_Directions for this task_
The records that follow must be reproduced in full, exactly as written.
%%
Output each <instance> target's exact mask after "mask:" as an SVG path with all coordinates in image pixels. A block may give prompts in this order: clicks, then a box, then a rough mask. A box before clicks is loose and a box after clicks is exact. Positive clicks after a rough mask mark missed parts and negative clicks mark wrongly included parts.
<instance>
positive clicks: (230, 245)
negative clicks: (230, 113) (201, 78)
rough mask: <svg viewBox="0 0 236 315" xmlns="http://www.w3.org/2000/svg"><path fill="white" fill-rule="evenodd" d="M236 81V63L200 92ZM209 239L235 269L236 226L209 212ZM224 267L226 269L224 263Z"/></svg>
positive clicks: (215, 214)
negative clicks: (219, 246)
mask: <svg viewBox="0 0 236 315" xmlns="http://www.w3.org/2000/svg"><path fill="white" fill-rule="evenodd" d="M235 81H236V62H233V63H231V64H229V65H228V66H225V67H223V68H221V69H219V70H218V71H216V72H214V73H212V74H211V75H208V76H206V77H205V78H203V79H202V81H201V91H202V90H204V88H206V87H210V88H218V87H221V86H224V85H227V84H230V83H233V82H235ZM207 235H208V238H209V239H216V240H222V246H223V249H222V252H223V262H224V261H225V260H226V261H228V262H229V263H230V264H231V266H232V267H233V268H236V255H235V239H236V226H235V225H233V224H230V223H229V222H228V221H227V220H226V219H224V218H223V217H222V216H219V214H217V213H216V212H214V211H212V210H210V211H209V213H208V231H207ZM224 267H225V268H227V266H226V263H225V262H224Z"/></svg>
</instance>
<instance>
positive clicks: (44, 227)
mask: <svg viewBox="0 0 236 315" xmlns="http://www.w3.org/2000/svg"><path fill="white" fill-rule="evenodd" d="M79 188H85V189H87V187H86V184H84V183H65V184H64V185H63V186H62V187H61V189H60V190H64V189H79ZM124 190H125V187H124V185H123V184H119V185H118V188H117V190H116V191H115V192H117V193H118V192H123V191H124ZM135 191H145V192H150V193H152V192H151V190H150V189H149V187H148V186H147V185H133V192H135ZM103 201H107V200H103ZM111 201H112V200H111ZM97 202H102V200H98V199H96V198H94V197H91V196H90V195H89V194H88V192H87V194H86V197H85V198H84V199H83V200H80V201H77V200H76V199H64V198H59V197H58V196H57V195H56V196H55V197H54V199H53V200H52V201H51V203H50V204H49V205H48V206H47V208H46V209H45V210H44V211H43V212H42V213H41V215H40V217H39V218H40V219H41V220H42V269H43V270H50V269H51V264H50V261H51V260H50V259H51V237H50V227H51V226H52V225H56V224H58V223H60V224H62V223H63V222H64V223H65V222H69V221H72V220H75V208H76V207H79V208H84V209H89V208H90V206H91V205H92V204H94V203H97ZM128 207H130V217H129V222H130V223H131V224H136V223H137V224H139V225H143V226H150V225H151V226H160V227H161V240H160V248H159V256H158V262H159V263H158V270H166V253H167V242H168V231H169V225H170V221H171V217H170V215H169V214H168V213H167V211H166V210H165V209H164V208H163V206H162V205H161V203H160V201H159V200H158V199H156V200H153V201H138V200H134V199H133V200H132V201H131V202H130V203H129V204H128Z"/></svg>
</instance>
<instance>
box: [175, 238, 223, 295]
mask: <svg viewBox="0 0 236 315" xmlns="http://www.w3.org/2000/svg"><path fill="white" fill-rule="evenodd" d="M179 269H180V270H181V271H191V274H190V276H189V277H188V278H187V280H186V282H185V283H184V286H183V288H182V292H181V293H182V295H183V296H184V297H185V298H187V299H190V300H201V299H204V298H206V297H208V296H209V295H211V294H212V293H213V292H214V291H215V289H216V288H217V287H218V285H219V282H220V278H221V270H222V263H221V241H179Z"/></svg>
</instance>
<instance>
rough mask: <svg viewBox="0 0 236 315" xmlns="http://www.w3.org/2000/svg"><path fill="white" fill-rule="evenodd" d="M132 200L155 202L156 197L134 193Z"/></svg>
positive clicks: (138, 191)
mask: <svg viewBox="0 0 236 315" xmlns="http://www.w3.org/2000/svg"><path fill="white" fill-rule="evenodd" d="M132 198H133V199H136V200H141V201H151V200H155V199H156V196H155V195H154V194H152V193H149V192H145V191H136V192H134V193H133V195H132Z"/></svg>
%%
_Finished task_
Output each <instance> target's exact mask after "mask:" as an SVG path with all coordinates in image pixels. A block may give prompts in this order: clicks, then a box, then a rough mask. A box before clicks is loose and a box after clicks is exact. Positive clicks after a rough mask mark missed parts and negative clicks mark wrongly included parts.
<instance>
positive clicks: (230, 245)
negative clicks: (230, 113) (201, 78)
rough mask: <svg viewBox="0 0 236 315" xmlns="http://www.w3.org/2000/svg"><path fill="white" fill-rule="evenodd" d="M236 81V63L200 92ZM209 239L235 269L236 226L209 212ZM224 267L226 269L224 263Z"/></svg>
positive clicks: (215, 214)
negative clicks: (219, 246)
mask: <svg viewBox="0 0 236 315" xmlns="http://www.w3.org/2000/svg"><path fill="white" fill-rule="evenodd" d="M235 81H236V62H233V63H231V64H229V65H228V66H225V67H223V68H221V69H219V70H218V71H216V72H214V73H212V74H211V75H208V76H206V77H205V78H203V79H202V81H201V91H202V90H204V88H206V87H210V88H218V87H221V86H224V85H227V84H230V83H233V82H235ZM207 235H208V238H209V239H216V240H222V246H223V249H222V252H223V262H224V261H225V260H226V261H228V262H229V263H230V264H231V266H232V267H233V268H236V255H235V239H236V226H235V225H233V224H230V223H229V222H228V221H227V220H226V219H224V218H223V217H222V216H219V214H217V213H216V212H214V211H212V210H210V211H209V213H208V231H207ZM224 267H225V268H227V266H226V263H225V262H224Z"/></svg>
</instance>
<instance>
positive clicks: (44, 227)
mask: <svg viewBox="0 0 236 315" xmlns="http://www.w3.org/2000/svg"><path fill="white" fill-rule="evenodd" d="M79 188H85V189H87V187H86V184H84V183H65V184H64V185H63V186H62V187H61V189H60V190H64V189H79ZM124 190H125V187H124V185H123V184H119V185H118V188H117V190H116V191H115V192H117V193H118V192H123V191H124ZM135 191H145V192H150V193H152V192H151V190H150V189H149V187H148V186H147V185H133V192H135ZM103 201H107V200H103ZM111 201H112V200H111ZM97 202H102V200H98V199H96V198H94V197H91V196H90V195H89V194H88V192H87V194H86V197H85V198H84V199H83V200H80V201H77V200H76V199H64V198H59V197H58V196H57V195H56V196H55V197H54V199H53V200H52V201H51V203H50V204H49V205H48V206H47V208H46V209H45V210H44V211H43V212H42V213H41V215H40V217H39V218H40V219H41V220H42V269H43V270H50V269H51V264H50V261H51V260H50V259H51V237H50V227H51V226H52V225H56V224H58V223H60V224H62V223H63V222H64V223H65V222H69V221H72V220H75V208H76V207H79V208H84V209H89V208H90V206H91V205H92V204H94V203H97ZM128 207H130V217H129V222H130V223H131V224H136V223H137V224H139V225H143V226H150V225H151V226H160V227H161V240H160V248H159V256H158V262H159V263H158V270H166V253H167V242H168V231H169V225H170V221H171V217H170V215H169V214H168V213H167V211H166V210H165V209H164V208H163V206H162V205H161V203H160V201H159V200H158V199H156V200H153V201H138V200H134V199H133V200H132V201H131V202H130V203H129V204H128Z"/></svg>
</instance>
<instance>
box: [175, 238, 223, 295]
mask: <svg viewBox="0 0 236 315" xmlns="http://www.w3.org/2000/svg"><path fill="white" fill-rule="evenodd" d="M179 269H180V270H181V271H191V274H190V276H189V277H188V278H187V280H186V282H185V283H184V286H183V288H182V292H181V293H182V295H183V296H184V297H185V298H187V299H190V300H201V299H204V298H206V297H208V296H209V295H211V294H212V293H213V292H214V291H215V289H216V288H217V287H218V285H219V282H220V278H221V270H222V263H221V241H179Z"/></svg>
</instance>
<instance>
rough mask: <svg viewBox="0 0 236 315" xmlns="http://www.w3.org/2000/svg"><path fill="white" fill-rule="evenodd" d="M132 200L155 202L156 197L134 193Z"/></svg>
positive clicks: (138, 191)
mask: <svg viewBox="0 0 236 315" xmlns="http://www.w3.org/2000/svg"><path fill="white" fill-rule="evenodd" d="M132 198H133V199H136V200H141V201H151V200H155V199H156V196H155V195H154V194H152V193H149V192H145V191H136V192H134V193H133V195H132Z"/></svg>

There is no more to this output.